(Trecho fornecido):
O que foi identificado

Entre os dados mais relevantes está uma série de transações realizadas em setembro de 2025. Segundo a petição, valores ligados ao empresário Raúl Ribeiro Pereira Neto circularam pelo sistema financeiro americano por meio de uma empresa chamada Pyrum.

Essas movimentações incluíram um pagamento ao executivo Jorge Barata, que foi o principal representante da Odebrecht no Peru e peça-chave nas investigações da Lava Jato naquele país.

Por que isso importa para o Brasil

O pagamento ocorre próximo no tempo à assinatura de contratos da Petrobras, estatal brasileira de petróleo, no Complexo Boaventura, no Rio de Janeiro.

Para os autores da petição, essa coincidência levanta a suspeita de que relações e práticas associadas ao esquema investigado na Lava Jato possam ter continuado, ainda que sob novas estruturas empresariais.

Os registros apontam ainda para a circulação de cerca de 700 mil dólares com características de transações circulares, um padrão frequentemente associado à tentativa de ocultar a origem do dinheiro.

Petrobras entra no foco

A presença da Petrobras no contexto dessas movimentações chama atenção porque a empresa foi um dos principais alvos da Lava Jato, investigação que revelou esquemas de corrupção envolvendo contratos públicos, empreiteiras e agentes políticos.

A petição não afirma irregularidades diretas nos contratos atuais, mas aponta elementos que, segundo os autores, merecem apuração.

Provas estão sendo produzidas fora do Brasil

Outro ponto relevante é onde essas informações estão sendo obtidas. A investigação utiliza dados de bancos e instituições financeiras dos Estados Unidos, como o Federal Reserve de Nova York e o Wells Fargo.

Segundo o documento, a cooperação judicial entre Brasil e Peru em casos ligados à Odebrecht perdeu força nos últimos anos. Com isso, autoridades peruanas passaram a buscar evidências por meio do sistema financeiro americano.

Veja a íntegra do posicionamento da Petrobras

“A Petrobras esclarece que não possui operações no Peru desde 2014 e que não tem qualquer relação com o projeto “Rutas de Lima”. A companhia informa, ainda, que não há qualquer relação entre o projeto peruano citado na reportagem e as operações da Petrobras no Brasil.

No Brasil, a Petrobras contratou, em outubro de 2025, o consórcio TEM Boaventura — formado pelas empresas Tenenge, EGTC e ECB (Mota Engil) – para construção de duas unidades integrantes Projeto Refino Boaventura, localizado no Complexo de Energias Boaventura, em Itaboraí (RJ).

A contratação é resultado de processo licitatório conduzido em conformidade com a Lei nº 13.303/2016 e o respectivo edital. Durante o processo, foram recebidas 19 propostas no total, tendo sido selecionada, de acordo com os critérios estabelecidos no certame, a mais econômica para a Petrobras. Além disso, o valor contratual é bem inferior ao mencionado pela reportagem.

A Petrobras lamenta não ter sido previamente procurada pela coluna para prestar os devidos esclarecimentos antes da publicação da reportagem.”

Veja a íntegra do posicionamento da Odebrecht

“As ilações do suposto pedido de investigação vindo do Peru, veiculadas no artigo, são totalmente desprovidas de qualquer fundamento.

(Tarefas a realizar):
- a) Atualize o trecho fornecido em tudo o que vai de "Para os autores" até "novas estruturas empresariais.", trocando "coincidência" por "proximidade".
- b) Liste as empresas que formam o consórcio TEM Boaventura, conforme o trecho fornecido.

(Dados fornecidos):
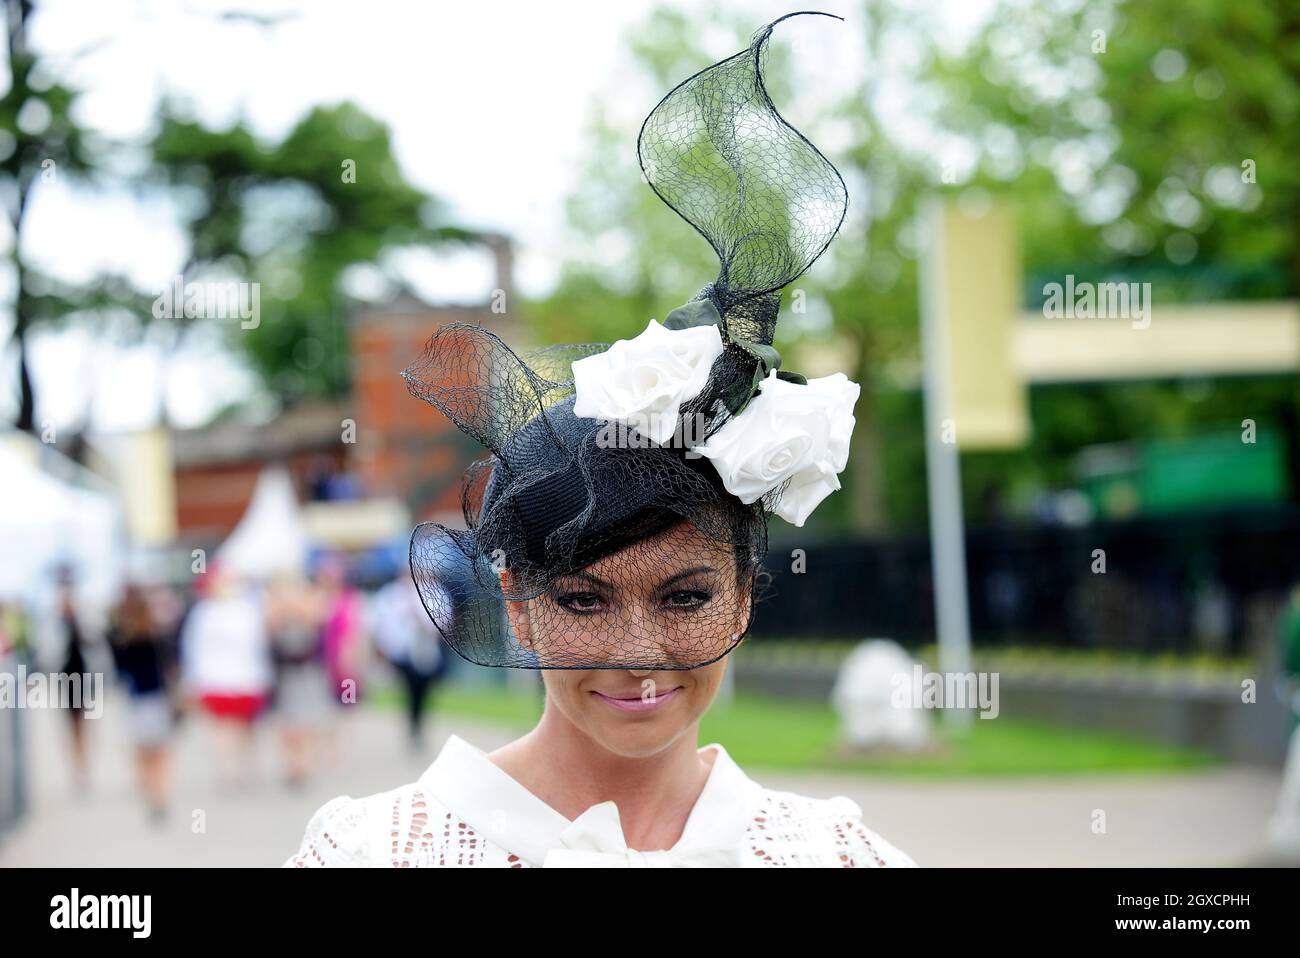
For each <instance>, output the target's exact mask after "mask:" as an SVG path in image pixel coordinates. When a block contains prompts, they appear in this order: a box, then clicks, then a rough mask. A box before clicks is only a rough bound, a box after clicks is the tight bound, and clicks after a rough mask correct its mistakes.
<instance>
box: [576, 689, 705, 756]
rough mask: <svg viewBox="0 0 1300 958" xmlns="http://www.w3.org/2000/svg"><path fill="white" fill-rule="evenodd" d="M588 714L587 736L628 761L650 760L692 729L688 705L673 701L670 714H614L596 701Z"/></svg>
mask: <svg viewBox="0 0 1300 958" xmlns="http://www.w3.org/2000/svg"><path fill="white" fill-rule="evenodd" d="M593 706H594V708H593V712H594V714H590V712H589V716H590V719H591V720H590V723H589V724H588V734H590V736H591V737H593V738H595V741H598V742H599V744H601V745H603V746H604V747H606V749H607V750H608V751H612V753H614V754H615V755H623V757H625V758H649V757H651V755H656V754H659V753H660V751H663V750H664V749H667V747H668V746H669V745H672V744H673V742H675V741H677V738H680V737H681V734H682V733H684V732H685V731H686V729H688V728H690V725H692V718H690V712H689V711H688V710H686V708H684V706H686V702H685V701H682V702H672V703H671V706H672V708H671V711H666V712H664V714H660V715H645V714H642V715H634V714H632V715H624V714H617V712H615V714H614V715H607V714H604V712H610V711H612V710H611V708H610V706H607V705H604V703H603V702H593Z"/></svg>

---

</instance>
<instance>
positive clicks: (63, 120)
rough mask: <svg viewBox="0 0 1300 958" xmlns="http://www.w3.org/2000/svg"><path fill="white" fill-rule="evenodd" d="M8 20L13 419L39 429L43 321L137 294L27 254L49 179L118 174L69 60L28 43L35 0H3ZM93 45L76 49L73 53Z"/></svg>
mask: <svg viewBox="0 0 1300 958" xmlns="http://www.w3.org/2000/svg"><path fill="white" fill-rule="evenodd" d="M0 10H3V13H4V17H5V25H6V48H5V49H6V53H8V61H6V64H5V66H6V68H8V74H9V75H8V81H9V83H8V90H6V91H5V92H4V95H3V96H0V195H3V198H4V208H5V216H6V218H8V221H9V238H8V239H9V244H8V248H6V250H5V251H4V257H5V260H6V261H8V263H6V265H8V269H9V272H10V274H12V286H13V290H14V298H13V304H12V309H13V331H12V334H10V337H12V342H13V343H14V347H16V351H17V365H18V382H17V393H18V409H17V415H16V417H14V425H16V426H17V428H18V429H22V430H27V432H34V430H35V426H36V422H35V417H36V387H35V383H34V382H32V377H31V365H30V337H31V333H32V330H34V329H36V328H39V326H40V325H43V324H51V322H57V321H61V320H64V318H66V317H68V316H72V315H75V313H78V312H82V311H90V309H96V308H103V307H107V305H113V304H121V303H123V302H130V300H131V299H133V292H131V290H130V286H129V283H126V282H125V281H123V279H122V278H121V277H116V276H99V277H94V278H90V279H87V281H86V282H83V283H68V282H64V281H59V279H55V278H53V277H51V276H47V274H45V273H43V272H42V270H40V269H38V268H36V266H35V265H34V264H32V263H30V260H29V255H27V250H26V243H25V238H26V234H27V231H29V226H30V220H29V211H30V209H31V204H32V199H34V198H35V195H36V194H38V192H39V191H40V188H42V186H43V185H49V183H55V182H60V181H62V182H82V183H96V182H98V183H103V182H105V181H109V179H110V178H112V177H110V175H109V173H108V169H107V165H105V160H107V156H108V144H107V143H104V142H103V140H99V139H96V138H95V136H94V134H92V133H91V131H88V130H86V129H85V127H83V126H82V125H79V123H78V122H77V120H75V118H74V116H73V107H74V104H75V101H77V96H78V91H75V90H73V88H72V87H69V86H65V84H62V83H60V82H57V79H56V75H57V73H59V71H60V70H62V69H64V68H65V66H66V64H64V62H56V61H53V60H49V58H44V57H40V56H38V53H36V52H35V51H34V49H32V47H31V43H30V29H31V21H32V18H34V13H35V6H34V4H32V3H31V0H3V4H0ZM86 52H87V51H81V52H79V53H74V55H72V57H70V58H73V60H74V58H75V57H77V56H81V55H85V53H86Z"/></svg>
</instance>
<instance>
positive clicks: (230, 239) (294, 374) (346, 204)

(Respostas escritas):
- a)
Para os autores da petição, essa proximidade levanta a suspeita de que relações e práticas associadas ao esquema investigado na Lava Jato possam ter continuado, ainda que sob novas estruturas empresariais.

- b)
- Tenenge
- EGTC
- ECB (Mota Engil)